# Start of DATA

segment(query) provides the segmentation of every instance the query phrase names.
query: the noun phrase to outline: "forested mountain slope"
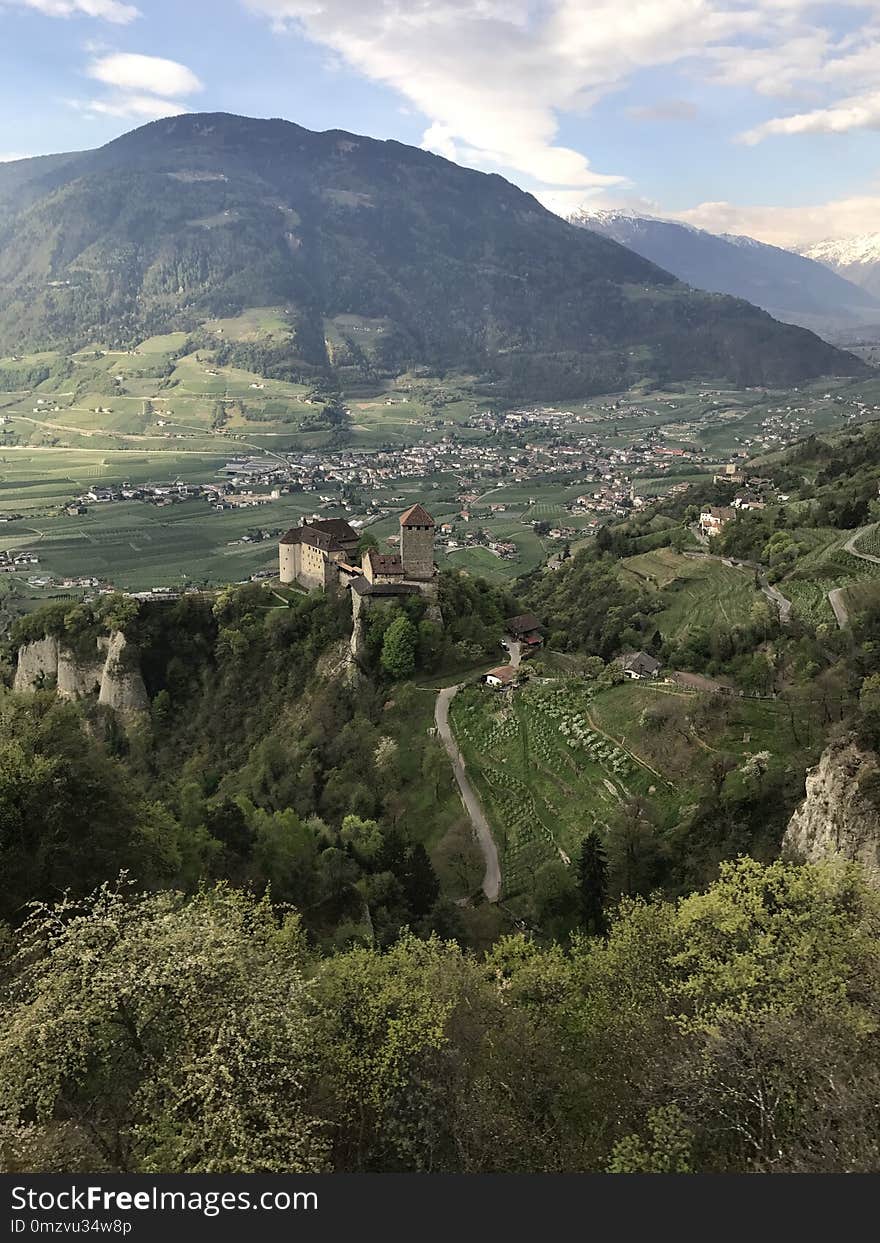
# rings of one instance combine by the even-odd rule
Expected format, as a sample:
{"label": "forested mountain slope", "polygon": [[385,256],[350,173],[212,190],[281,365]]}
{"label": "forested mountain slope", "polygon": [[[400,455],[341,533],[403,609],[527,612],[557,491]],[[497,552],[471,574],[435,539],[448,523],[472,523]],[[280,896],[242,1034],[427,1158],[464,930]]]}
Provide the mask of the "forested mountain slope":
{"label": "forested mountain slope", "polygon": [[864,369],[500,177],[396,142],[185,116],[0,169],[0,349],[126,344],[278,305],[305,367],[328,368],[326,319],[354,314],[365,365],[464,368],[517,395]]}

# End of DATA

- THE PROBLEM -
Copy all of the lines above word for word, leaving out the pictures.

- WRITTEN SOLUTION -
segment(query) provides the segmentation of every instance the query phrase names.
query: the noun phrase to outline: "forested mountain slope"
# rings of one instance combine by the even-odd rule
Expected format, as a sample:
{"label": "forested mountain slope", "polygon": [[385,256],[350,173],[212,190],[281,365]]}
{"label": "forested mountain slope", "polygon": [[[400,455],[341,533],[403,609],[527,612],[557,491]],[[497,552],[471,574],[435,539],[448,523],[472,523]],[[280,896],[242,1034],[427,1158],[464,930]]]}
Provide the mask of the "forested mountain slope":
{"label": "forested mountain slope", "polygon": [[864,369],[500,177],[396,142],[185,116],[0,169],[0,349],[126,344],[278,305],[305,367],[328,368],[326,319],[354,314],[365,365],[464,368],[517,395]]}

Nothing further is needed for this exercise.